> **Task description**: Repeat every line of the items below word for word, leaving out the pictures.

> **Supplied material**:
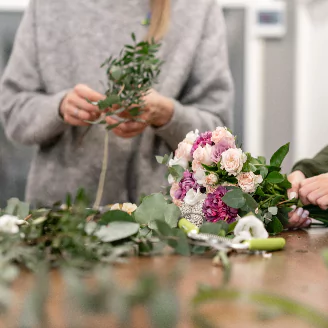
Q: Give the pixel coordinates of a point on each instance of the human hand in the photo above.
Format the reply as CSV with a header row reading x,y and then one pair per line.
x,y
315,191
295,178
158,111
298,218
74,108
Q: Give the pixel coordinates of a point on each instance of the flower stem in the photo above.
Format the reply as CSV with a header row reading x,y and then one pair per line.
x,y
103,173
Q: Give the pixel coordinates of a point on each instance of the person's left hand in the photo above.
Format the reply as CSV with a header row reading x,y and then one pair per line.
x,y
158,111
315,191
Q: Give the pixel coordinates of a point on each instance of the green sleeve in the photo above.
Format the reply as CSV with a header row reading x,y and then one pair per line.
x,y
317,165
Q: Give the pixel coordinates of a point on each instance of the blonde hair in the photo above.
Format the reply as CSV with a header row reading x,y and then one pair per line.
x,y
160,19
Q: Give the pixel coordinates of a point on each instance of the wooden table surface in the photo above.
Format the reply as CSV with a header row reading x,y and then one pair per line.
x,y
298,273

> **Response for this exercise**:
Q: Give the pixel coordinates of a point on each instance of the human hand in the photo above.
Format the reply as CSV with a header row reading x,y and then one pair per line.
x,y
315,191
295,178
158,111
298,218
74,108
Q: Give the pixel coordinates of a point on each instance of the flower stem in the photo above.
Format the reply as CSV with a header row reading x,y and then one pair per line.
x,y
103,173
Q: Give the pixel coordinates of a point on each instance of the person's left hand in the photo above.
Format the reply as CSV with a header row reading x,y and then one pair per line.
x,y
158,111
315,191
Q: Give the pixel coordinates of a point on each instance of the green sleeve in the photo above.
Format the reply as CSV with a header row reading x,y and then one pair per line.
x,y
317,165
Q: Give the pixel coordinates of a point on each instance of the blonde hair in the photo above.
Format the reply as CSV with a header row reading x,y and then one pair per line.
x,y
160,19
Q: Give the pixel coordinates of a point on each instance of the wooden table surface in the photo above.
Format the reply as CSV with a header row reading x,y and then one pair per line.
x,y
298,273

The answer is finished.